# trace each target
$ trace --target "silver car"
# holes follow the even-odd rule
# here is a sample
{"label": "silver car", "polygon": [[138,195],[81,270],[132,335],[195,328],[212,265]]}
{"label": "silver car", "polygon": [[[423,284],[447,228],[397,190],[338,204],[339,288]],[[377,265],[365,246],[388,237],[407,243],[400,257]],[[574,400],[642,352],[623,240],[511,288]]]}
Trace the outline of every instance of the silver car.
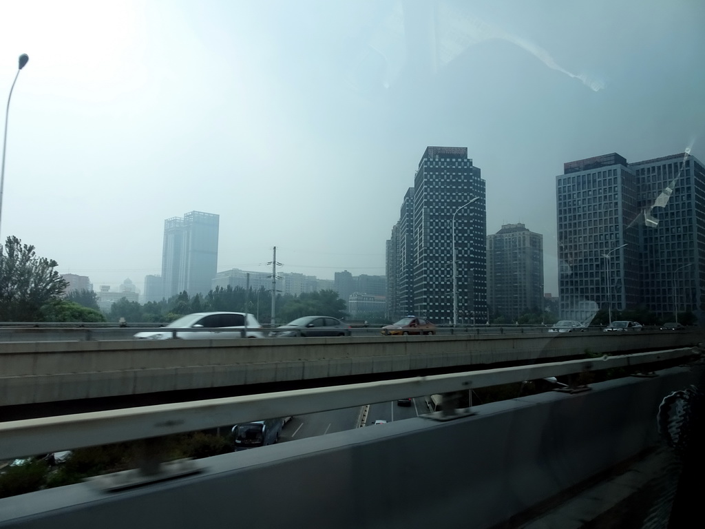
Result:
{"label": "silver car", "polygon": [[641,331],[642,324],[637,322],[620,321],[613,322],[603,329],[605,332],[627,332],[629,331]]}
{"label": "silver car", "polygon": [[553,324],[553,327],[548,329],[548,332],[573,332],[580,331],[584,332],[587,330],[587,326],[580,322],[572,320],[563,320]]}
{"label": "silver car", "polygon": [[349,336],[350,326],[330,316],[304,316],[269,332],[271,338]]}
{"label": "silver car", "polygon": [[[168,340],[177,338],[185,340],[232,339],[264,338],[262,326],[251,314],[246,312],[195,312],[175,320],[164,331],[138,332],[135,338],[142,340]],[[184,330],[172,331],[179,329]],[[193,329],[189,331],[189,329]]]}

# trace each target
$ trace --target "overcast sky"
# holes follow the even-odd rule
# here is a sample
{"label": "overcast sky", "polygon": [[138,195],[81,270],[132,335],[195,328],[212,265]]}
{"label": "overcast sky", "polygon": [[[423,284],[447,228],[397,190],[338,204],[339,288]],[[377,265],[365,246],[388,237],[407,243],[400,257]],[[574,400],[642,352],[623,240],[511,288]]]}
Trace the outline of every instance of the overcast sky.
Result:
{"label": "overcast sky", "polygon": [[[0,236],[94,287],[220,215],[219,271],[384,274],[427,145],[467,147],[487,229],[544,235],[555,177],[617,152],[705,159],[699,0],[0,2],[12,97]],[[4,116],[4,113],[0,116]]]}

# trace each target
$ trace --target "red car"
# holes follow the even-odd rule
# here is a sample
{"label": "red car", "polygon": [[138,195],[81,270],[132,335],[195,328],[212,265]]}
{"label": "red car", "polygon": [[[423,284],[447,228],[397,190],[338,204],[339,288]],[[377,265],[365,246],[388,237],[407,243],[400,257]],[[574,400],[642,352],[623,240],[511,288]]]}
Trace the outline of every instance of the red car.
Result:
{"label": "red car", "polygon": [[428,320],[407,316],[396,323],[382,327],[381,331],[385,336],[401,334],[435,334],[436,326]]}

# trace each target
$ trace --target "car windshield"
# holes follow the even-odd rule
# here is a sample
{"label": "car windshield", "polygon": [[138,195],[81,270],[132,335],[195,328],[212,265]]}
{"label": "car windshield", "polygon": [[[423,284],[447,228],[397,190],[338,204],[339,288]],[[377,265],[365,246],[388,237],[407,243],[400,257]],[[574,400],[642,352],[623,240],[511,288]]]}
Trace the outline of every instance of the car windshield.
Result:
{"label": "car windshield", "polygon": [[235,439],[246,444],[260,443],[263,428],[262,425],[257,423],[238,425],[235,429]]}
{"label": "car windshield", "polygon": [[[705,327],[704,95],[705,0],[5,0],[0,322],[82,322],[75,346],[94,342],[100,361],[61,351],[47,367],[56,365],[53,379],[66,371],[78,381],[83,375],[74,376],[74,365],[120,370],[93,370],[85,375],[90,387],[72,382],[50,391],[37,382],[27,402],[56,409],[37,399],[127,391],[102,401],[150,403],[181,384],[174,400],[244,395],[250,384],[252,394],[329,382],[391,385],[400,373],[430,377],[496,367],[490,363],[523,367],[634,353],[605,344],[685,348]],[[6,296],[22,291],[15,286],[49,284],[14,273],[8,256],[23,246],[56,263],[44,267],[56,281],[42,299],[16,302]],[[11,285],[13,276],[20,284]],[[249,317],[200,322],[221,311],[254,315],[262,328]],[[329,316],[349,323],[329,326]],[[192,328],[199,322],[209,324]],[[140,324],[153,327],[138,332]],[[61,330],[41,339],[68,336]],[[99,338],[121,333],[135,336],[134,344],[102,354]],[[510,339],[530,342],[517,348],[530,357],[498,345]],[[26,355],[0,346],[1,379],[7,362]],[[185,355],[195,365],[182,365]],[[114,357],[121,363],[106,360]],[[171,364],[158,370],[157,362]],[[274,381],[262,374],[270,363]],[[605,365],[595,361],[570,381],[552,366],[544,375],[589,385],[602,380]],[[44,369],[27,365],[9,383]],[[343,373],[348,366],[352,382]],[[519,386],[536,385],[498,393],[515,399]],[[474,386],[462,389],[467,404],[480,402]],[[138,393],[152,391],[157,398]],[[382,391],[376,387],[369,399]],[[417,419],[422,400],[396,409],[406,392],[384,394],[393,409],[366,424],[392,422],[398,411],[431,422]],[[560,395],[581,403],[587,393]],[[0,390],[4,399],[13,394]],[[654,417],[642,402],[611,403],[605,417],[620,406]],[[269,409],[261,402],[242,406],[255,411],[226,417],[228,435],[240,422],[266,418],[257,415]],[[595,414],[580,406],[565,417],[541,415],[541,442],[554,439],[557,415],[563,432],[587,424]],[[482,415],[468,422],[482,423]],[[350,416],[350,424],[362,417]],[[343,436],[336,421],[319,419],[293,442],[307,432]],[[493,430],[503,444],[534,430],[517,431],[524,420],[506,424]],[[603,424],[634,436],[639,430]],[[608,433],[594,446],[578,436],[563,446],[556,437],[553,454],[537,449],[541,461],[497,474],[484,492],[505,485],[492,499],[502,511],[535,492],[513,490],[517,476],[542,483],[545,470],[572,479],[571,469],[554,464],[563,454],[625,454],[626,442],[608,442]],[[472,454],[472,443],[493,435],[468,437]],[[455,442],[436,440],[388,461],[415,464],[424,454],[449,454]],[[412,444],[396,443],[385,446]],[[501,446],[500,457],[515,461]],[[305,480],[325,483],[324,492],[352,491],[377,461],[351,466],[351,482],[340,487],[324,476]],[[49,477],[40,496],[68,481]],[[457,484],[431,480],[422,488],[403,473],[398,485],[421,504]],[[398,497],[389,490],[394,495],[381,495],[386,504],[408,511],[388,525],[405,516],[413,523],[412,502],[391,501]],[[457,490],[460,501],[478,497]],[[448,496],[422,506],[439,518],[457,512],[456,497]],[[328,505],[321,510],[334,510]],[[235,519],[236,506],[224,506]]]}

§

Exercise details
Copy the entries above faithfully and omit every image.

Problem solution
# trace each target
$ trace --target "silver car"
# holes follow the even-odd rule
# here is a sample
{"label": "silver car", "polygon": [[138,195],[81,270],[132,335],[195,328],[212,265]]}
{"label": "silver car", "polygon": [[[423,284],[447,228],[397,190],[338,204],[339,288]],[[377,265],[365,246],[388,237],[407,243],[400,257]],[[574,400],[642,352],[623,240],[511,288]]]}
Trace the outline of every instance of the silver car.
Result:
{"label": "silver car", "polygon": [[641,331],[642,324],[637,322],[620,321],[613,322],[603,329],[605,332],[627,332],[629,331]]}
{"label": "silver car", "polygon": [[553,324],[553,327],[548,329],[548,332],[573,332],[580,331],[584,332],[587,330],[587,326],[580,322],[572,320],[563,320]]}
{"label": "silver car", "polygon": [[349,336],[350,326],[330,316],[304,316],[269,332],[271,338]]}
{"label": "silver car", "polygon": [[[168,340],[177,338],[185,340],[232,339],[264,338],[262,326],[251,314],[246,312],[195,312],[175,320],[164,331],[138,332],[135,338],[142,340]],[[184,330],[172,331],[179,329]],[[193,329],[189,331],[189,329]]]}

# trace each target
$ trace --target "overcast sky"
# holes follow the even-odd rule
# here is a sample
{"label": "overcast sky", "polygon": [[138,195],[81,270],[132,335],[195,328],[212,265]]}
{"label": "overcast sky", "polygon": [[[423,284],[447,228],[397,190],[338,204],[339,288]],[[377,265],[365,246],[388,237],[407,243],[400,257]],[[574,400],[642,352],[623,240],[511,288]]]}
Trace the outline of every instance of the overcast sky.
Result:
{"label": "overcast sky", "polygon": [[[0,236],[94,287],[220,215],[219,271],[384,274],[427,145],[467,147],[487,229],[544,235],[555,177],[617,152],[705,159],[699,0],[0,2],[12,97]],[[4,116],[4,113],[0,116]]]}

# trace each target
$ trace --target "red car"
# holes follow the even-odd rule
# here is a sample
{"label": "red car", "polygon": [[138,195],[81,270],[132,335],[195,328],[212,265]]}
{"label": "red car", "polygon": [[[423,284],[447,228],[397,190],[338,204],[339,288]],[[377,265],[365,246],[388,237],[407,243],[400,257]],[[574,400],[642,352],[623,240],[511,288]]]}
Trace the outline of every instance of the red car.
Result:
{"label": "red car", "polygon": [[428,320],[407,316],[396,323],[382,327],[381,331],[385,336],[401,334],[435,334],[436,326]]}

# trace each target
$ trace --target "car windshield"
# holes follow the even-odd rule
# here is a sample
{"label": "car windshield", "polygon": [[138,195],[81,270],[132,335],[195,328],[212,265]]}
{"label": "car windshield", "polygon": [[[423,284],[447,228],[397,190],[338,204],[339,288]],[[377,265],[365,246],[388,237],[407,243],[400,257]],[[574,400],[642,352],[623,240],[511,288]]]}
Trace the outline of every instance of the car windshield.
Result:
{"label": "car windshield", "polygon": [[235,439],[246,444],[260,443],[263,428],[262,425],[257,423],[238,425],[235,429]]}
{"label": "car windshield", "polygon": [[[705,327],[704,95],[705,0],[5,0],[0,322],[82,322],[75,346],[94,342],[100,361],[61,351],[47,367],[56,365],[53,379],[66,371],[78,381],[83,375],[74,376],[74,365],[120,370],[93,370],[85,375],[90,387],[72,382],[50,391],[37,382],[27,402],[56,409],[37,399],[127,391],[102,401],[150,403],[181,384],[174,400],[244,395],[250,384],[252,394],[329,382],[391,385],[400,373],[430,377],[496,367],[490,363],[523,367],[634,353],[605,344],[685,348]],[[6,296],[22,291],[15,286],[49,284],[14,273],[8,256],[23,246],[56,263],[44,267],[56,281],[42,299],[16,302]],[[11,285],[13,276],[20,284]],[[249,317],[200,322],[221,311],[254,315],[262,328]],[[329,316],[349,323],[329,326]],[[192,328],[199,322],[209,324]],[[140,324],[153,327],[138,332]],[[61,330],[41,339],[68,336]],[[99,338],[121,333],[135,336],[134,344],[102,354]],[[510,339],[530,342],[517,348],[530,357],[498,345]],[[26,355],[0,346],[1,379],[7,362]],[[185,355],[195,365],[182,365]],[[114,357],[121,363],[106,360]],[[171,364],[158,370],[157,362]],[[274,381],[262,374],[270,363]],[[605,365],[595,361],[570,381],[552,366],[544,375],[589,385],[602,380]],[[44,369],[27,365],[9,383]],[[343,373],[348,366],[352,382]],[[519,386],[536,385],[498,393],[515,399]],[[474,386],[462,389],[467,404],[480,402]],[[138,393],[152,391],[157,398]],[[382,391],[376,387],[369,399]],[[417,419],[422,400],[396,409],[406,392],[384,394],[393,409],[366,424],[392,422],[398,411],[431,422]],[[560,395],[581,403],[587,393]],[[0,390],[4,399],[13,394]],[[654,417],[642,402],[611,403],[605,417],[620,406]],[[269,409],[261,402],[242,406],[255,411],[226,417],[228,435],[240,422],[266,418],[257,415]],[[595,414],[580,406],[565,417],[541,415],[541,442],[554,439],[557,415],[563,432],[587,424]],[[482,415],[468,422],[482,423]],[[350,416],[350,424],[362,417]],[[343,436],[336,421],[319,419],[293,442],[307,432]],[[493,430],[503,444],[534,430],[517,431],[524,420],[506,424]],[[603,424],[634,436],[639,430]],[[608,433],[594,446],[578,436],[563,446],[556,437],[553,454],[537,449],[541,461],[497,474],[484,492],[505,485],[492,499],[502,511],[535,492],[513,490],[517,476],[542,483],[545,470],[572,479],[571,469],[554,464],[563,454],[625,454],[626,442],[608,442]],[[472,454],[472,443],[493,435],[468,437]],[[455,442],[436,440],[388,461],[415,464],[424,454],[449,454]],[[412,444],[396,443],[385,446]],[[501,446],[500,457],[515,461]],[[305,480],[325,483],[324,492],[352,491],[377,461],[351,466],[351,482],[340,487],[324,476]],[[49,477],[40,496],[68,481]],[[457,484],[431,480],[422,488],[403,473],[398,485],[421,504]],[[398,497],[389,490],[394,495],[381,495],[386,504],[408,511],[388,525],[405,516],[413,523],[412,502],[391,501]],[[457,490],[460,501],[478,497]],[[448,496],[422,506],[439,518],[457,512],[456,497]],[[328,505],[321,510],[334,510]],[[235,519],[236,506],[224,506]]]}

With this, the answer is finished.